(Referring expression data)
*-*-*
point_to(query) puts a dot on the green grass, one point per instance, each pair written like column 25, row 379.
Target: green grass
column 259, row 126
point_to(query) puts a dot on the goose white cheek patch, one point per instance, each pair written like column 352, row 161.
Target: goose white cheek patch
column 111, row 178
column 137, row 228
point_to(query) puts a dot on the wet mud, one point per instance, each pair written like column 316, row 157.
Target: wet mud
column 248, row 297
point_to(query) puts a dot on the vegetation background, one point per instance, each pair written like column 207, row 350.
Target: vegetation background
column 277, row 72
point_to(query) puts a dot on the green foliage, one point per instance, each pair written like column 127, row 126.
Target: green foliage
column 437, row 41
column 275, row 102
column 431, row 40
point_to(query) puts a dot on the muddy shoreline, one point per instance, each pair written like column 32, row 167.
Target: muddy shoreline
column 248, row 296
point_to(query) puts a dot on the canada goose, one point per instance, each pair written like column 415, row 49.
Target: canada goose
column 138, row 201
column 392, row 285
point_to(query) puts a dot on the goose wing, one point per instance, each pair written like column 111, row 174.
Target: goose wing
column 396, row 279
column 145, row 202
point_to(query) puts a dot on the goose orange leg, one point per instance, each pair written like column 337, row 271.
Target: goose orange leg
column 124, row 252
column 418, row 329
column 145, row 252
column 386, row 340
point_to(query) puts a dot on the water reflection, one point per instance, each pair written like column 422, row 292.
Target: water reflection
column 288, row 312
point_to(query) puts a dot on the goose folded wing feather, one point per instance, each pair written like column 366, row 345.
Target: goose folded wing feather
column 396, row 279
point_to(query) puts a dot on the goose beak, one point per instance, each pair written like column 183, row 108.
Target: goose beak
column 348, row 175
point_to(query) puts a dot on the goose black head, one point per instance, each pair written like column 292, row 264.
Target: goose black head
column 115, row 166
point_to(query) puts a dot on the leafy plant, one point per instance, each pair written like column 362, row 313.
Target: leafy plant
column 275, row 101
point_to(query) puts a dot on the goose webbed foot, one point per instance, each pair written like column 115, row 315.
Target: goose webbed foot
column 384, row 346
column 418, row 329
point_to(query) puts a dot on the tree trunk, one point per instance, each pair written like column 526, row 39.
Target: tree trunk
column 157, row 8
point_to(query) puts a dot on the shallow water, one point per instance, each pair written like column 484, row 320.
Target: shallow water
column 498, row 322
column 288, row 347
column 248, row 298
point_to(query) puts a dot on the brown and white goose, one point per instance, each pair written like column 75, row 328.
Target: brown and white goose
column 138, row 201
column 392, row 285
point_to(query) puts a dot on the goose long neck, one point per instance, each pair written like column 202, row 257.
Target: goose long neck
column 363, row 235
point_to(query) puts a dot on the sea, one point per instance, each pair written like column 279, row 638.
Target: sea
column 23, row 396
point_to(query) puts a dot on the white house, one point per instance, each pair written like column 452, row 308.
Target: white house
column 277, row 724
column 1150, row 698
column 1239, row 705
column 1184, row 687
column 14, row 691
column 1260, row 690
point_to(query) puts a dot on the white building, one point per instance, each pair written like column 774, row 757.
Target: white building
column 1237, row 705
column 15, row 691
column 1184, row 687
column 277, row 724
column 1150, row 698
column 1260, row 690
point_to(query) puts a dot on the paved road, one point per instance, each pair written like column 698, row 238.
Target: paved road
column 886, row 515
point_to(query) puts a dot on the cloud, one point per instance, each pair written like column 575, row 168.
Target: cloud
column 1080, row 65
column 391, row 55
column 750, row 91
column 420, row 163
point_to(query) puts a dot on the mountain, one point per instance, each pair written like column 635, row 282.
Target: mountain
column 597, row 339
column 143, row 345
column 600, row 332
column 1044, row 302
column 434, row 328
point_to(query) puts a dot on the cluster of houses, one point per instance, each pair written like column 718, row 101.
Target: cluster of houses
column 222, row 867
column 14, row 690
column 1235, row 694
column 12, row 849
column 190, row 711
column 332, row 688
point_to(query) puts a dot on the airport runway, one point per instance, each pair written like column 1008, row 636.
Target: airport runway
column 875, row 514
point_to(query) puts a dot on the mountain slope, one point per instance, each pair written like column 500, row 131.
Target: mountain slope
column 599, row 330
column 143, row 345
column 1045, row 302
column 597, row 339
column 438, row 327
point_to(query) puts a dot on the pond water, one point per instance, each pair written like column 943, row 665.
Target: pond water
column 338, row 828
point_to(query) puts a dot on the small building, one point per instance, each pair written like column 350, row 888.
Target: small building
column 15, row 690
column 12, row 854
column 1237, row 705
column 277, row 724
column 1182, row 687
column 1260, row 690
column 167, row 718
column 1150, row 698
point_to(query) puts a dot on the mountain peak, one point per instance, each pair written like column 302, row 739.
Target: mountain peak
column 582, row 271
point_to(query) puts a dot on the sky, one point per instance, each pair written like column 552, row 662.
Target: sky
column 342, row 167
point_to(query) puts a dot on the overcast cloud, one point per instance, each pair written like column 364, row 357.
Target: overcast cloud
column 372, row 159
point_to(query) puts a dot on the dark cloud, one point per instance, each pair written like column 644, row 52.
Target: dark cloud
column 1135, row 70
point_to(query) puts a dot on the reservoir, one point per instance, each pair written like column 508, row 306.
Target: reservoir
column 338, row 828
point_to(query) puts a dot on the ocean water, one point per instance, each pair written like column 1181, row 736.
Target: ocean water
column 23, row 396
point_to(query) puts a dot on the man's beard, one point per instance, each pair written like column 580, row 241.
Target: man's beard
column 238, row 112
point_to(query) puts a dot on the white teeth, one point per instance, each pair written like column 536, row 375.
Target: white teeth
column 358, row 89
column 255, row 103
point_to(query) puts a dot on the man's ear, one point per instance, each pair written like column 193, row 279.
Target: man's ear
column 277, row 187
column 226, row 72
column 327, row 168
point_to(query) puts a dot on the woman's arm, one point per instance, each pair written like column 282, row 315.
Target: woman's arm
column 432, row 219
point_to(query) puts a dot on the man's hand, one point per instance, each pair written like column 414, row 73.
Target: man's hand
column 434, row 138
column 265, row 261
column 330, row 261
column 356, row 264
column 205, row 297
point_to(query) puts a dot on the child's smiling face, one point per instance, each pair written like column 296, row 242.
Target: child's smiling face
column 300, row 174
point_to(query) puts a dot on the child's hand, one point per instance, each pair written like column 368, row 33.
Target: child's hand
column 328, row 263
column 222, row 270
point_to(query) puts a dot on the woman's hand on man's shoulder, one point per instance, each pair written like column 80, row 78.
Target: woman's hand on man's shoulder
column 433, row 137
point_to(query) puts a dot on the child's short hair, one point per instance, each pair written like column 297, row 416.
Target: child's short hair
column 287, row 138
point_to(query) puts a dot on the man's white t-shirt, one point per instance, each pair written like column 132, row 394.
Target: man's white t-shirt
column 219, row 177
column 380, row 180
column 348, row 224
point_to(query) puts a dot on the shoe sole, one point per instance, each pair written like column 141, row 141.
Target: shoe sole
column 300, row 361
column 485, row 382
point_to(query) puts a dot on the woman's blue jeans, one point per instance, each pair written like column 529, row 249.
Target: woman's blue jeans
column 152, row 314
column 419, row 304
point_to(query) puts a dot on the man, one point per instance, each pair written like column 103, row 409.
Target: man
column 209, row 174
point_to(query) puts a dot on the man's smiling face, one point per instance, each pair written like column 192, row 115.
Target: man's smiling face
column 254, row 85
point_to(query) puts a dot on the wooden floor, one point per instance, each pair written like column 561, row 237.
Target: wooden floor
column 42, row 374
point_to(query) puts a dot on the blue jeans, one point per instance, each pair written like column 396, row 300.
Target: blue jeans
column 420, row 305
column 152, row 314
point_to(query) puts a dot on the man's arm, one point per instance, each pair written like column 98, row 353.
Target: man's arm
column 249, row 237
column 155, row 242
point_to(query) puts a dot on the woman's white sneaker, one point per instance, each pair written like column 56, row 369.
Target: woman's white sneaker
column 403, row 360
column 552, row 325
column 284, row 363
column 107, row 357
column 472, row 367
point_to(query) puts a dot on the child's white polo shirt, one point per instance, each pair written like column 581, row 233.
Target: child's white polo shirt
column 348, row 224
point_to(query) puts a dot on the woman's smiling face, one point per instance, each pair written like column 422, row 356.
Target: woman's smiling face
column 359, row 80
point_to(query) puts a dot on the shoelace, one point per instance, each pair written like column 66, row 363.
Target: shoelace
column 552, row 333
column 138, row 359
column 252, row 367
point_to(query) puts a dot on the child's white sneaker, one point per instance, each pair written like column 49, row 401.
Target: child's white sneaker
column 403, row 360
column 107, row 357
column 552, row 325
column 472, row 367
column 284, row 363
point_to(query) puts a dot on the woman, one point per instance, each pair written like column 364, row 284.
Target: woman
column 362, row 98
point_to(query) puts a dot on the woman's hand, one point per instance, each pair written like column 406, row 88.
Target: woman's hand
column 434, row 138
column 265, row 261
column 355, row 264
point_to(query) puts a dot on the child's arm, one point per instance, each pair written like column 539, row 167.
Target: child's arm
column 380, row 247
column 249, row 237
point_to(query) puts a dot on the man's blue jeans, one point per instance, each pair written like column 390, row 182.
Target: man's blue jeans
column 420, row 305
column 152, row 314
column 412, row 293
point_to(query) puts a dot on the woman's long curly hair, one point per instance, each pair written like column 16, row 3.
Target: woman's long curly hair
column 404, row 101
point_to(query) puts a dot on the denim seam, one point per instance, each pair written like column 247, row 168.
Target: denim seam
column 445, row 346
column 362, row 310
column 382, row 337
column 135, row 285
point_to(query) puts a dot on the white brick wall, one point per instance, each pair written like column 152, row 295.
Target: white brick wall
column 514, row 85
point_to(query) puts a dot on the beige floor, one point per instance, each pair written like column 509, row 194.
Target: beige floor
*-*-*
* **TASK REQUIREMENTS**
Look through the entries above. Copy out every line holding the word "beige".

* **COMPLETED TASK**
point_to(query) puts a dot on the beige floor, one point per instance, each pair written like column 509, row 194.
Target: beige floor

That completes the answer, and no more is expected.